Work to complete:
Reproduce word for word the lines of the data from the line containing "Sports-analytics tagging: mark the small" through the last line of the data, both ends included.

**** Input data

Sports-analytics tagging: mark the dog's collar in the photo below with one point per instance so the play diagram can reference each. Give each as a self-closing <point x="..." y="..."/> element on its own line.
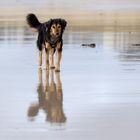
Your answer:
<point x="54" y="41"/>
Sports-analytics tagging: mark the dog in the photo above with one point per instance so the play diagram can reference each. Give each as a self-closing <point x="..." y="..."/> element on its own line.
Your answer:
<point x="50" y="98"/>
<point x="49" y="38"/>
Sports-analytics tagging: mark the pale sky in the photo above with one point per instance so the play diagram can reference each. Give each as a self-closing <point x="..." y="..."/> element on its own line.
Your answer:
<point x="80" y="4"/>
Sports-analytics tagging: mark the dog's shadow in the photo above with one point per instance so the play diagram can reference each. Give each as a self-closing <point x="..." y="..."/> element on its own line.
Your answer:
<point x="50" y="98"/>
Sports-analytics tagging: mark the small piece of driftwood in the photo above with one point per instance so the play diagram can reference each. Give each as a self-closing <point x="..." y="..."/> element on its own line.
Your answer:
<point x="135" y="44"/>
<point x="93" y="45"/>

********

Answer to this problem:
Sports-analytics tagging: mark the small piece of driftwood in the photo above with one point per instance so the play diagram can reference each. Give each as a self-closing <point x="..." y="..."/> element on its own line.
Your answer:
<point x="135" y="44"/>
<point x="93" y="45"/>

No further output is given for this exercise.